Work request: Check each line of the data for "block", and copy the ones that have it.

Data excerpts:
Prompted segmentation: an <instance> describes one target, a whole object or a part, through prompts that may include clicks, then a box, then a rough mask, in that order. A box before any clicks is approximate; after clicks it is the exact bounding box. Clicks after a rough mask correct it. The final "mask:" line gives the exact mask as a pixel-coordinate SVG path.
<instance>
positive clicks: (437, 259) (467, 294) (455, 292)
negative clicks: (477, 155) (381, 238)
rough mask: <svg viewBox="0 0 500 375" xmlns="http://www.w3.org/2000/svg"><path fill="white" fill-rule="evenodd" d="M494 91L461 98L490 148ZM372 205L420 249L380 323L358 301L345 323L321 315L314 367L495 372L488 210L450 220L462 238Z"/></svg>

==

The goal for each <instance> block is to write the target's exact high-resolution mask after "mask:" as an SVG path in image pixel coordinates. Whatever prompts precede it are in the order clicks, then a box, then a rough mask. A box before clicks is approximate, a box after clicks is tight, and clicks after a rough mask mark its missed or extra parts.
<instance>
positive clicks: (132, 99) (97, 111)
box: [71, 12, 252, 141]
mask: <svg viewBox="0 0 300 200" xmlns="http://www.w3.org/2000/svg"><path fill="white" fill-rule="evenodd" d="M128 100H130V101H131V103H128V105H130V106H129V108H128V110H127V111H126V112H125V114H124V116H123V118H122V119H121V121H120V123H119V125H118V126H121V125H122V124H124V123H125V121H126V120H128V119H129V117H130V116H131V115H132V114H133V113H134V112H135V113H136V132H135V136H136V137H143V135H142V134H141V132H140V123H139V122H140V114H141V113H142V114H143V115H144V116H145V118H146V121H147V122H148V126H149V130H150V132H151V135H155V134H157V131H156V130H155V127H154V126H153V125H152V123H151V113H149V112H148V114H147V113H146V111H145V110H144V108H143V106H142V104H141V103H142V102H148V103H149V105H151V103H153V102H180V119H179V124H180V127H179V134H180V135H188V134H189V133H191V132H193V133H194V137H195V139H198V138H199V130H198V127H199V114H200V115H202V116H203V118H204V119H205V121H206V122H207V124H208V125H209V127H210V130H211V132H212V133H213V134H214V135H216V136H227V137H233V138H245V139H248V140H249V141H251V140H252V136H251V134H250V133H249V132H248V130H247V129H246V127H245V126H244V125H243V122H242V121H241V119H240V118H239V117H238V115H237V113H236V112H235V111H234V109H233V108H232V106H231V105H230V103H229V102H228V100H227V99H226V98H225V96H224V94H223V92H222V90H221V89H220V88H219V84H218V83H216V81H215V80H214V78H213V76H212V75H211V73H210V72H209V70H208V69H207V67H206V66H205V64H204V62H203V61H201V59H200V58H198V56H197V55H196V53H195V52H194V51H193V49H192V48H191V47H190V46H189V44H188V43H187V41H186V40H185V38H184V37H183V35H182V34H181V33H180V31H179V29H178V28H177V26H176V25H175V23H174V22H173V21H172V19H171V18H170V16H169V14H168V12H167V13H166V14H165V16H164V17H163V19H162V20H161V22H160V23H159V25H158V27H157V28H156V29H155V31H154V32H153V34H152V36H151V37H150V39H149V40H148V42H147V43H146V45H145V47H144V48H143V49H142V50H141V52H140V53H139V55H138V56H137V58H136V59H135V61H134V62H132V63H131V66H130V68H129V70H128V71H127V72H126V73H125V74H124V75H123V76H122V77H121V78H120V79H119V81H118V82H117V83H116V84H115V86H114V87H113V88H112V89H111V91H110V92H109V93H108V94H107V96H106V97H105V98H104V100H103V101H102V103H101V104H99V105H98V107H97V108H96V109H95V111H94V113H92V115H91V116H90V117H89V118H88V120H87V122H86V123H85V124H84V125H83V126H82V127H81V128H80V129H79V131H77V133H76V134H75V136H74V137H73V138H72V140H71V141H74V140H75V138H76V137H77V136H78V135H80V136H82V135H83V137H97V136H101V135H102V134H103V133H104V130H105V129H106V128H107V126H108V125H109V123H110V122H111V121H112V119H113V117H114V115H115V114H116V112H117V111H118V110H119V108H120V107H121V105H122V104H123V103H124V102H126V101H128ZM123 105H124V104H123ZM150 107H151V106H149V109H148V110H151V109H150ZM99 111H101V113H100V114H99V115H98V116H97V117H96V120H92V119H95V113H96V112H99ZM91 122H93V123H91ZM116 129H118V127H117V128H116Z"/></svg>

---

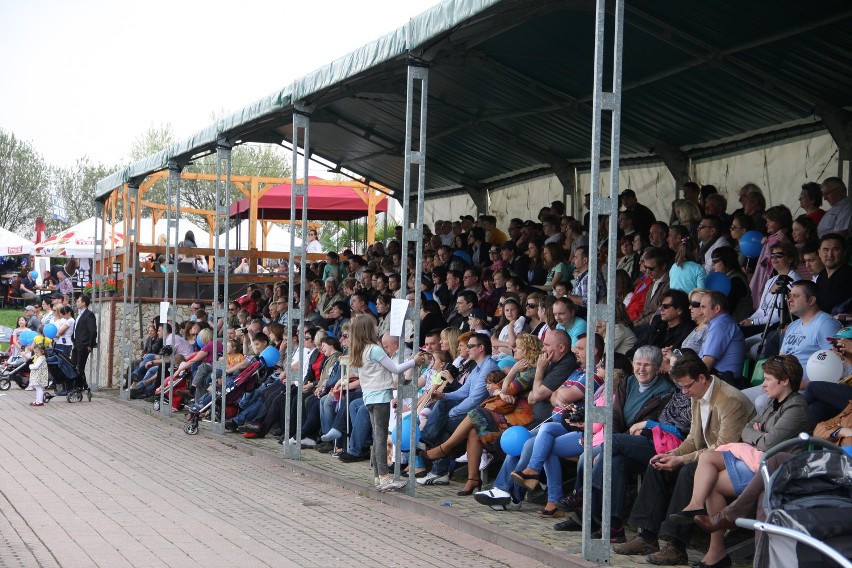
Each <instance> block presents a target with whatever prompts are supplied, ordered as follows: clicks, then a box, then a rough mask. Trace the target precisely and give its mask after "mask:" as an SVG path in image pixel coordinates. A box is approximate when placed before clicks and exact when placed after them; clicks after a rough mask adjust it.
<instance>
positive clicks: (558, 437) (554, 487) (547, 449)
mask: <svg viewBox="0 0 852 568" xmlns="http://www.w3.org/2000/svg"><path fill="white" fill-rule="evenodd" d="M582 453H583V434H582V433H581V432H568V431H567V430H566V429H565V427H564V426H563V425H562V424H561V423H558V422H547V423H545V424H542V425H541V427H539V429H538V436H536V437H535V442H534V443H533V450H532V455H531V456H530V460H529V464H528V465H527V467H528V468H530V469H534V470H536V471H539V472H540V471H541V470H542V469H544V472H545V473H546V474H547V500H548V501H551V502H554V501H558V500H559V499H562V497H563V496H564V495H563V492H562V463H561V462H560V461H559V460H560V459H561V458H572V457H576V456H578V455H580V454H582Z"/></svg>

Solution for this task:
The goal for each <instance> block is to write the target's exact high-resolution mask after "mask:" as an SVG path in image pixel coordinates. Whatever prompts precede it are in the order clicks, then a box, then a rough mask. A box before clicks is approximate, a box after clicks is tight, and clicks after a rough mask mark its missed or extra parts.
Each <instance> block presents a target with whatever prompts are supplied, ordered as follows: clicks, then a box, then a rough mask. Trace the target precisely and give its mask after "mask:" as an SVG path in image pixel coordinates. A box is approximate when placed before clicks and exact when placed after them; clicks after a rough mask adjust it.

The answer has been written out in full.